Parts of the exercise
1 - According to the Linksys text, what price did Tsao's 1999 broadband router sell for?
2 - Retype the part of the Linksys text between "The success of" and "founded in 2005.", inclusive.

** Exercise text follows **

In 1988, the Tsaos had an idea for a product that would allow multiple computers to share a printer. They started DEW International, later renamed Linksys, and financed the company with their own savings. It was founded in the garage of the Tsaos' Irvine, California home. Janie quit her job to run the company full-time. It was a gamble for the couple, who had two toddler sons aged 2 and 4 at the time. The company's product was a moderate success and by 1991, it was generating enough profit to allow Victor to also quit his job at Taco Bell and work on the company full-time.

During the company's early days, Tsao often worked 100 hours a week, involving himself with all aspects of the business. His wife took charge of sales, and was responsible for persuading the major retailers Fry's Electronics and Best Buy to sell Linksys products in 1995 and 1996, respectively. These were crucial breaks for Linksys, quadrupling its revenue to $21.5 million in 1996, and tripling it again to $65.6 million two years later.

In 1999, Tsao developed a $199 broadband router designed for home and small office networks, the first consumer router that cost less than $300. It proved to be Linksys' turning point. Sales increased to $206.5 million in 2000, and tech analyst Steve Baker called Linksys the inventor of consumer home networking. By 2004 the company owned 49% of the networking market, with sales estimated at $538 million.

The success of Linksys attracted the attention of the networking giant Cisco Systems, which contacted the Tsaos in 2002. In March 2003, Victor and Janie Tsao agreed to sell the company to Cisco in a deal valued at $500 million. The following year, the couple was jointly named Entrepreneur of the Year by Inc. Magazine. They continued to work for Cisco as senior vice presidents until 2007, when they retired from corporate life and shifted their focus to Miven Venture Partners, an investment firm they had founded in 2005.

==Family==
Tsao and his wife have two sons, Michael and Steven. Through the Tsao Family Foundation, they work with the Center for Asian American Media to produce documentaries "promoting understanding and communication."

** End of Exercise text **
** Source material follows **

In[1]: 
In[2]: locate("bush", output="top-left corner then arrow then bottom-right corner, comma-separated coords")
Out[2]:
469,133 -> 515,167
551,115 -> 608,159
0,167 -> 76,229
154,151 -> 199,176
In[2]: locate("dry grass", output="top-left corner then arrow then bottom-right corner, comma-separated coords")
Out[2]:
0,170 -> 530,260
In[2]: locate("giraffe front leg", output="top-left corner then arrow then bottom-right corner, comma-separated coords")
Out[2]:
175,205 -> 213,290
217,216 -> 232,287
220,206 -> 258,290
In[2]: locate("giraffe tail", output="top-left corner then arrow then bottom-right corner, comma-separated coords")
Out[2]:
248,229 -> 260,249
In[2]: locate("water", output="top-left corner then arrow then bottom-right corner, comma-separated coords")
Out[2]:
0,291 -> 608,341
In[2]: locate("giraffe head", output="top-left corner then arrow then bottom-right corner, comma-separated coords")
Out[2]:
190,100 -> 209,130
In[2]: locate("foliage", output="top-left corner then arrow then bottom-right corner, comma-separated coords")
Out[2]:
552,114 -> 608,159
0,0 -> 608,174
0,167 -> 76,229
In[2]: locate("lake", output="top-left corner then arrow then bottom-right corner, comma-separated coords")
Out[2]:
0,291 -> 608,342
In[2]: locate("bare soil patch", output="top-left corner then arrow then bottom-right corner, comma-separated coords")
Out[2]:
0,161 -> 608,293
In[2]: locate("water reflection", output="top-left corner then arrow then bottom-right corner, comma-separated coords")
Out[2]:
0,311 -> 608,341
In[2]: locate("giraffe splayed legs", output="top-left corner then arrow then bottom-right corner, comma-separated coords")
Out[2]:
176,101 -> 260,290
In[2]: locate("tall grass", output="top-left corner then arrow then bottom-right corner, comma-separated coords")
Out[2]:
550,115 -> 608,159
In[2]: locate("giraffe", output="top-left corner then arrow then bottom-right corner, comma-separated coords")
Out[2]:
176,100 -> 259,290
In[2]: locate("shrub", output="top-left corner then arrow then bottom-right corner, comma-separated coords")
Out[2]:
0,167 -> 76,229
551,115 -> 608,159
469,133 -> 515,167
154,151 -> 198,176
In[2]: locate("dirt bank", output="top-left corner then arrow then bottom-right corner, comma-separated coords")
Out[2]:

** End of Source material **

Solution list
1 - $199

2 -
The success of Linksys attracted the attention of the networking giant Cisco Systems, which contacted the Tsaos in 2002. In March 2003, Victor and Janie Tsao agreed to sell the company to Cisco in a deal valued at $500 million. The following year, the couple was jointly named Entrepreneur of the Year by Inc. Magazine. They continued to work for Cisco as senior vice presidents until 2007, when they retired from corporate life and shifted their focus to Miven Venture Partners, an investment firm they had founded in 2005.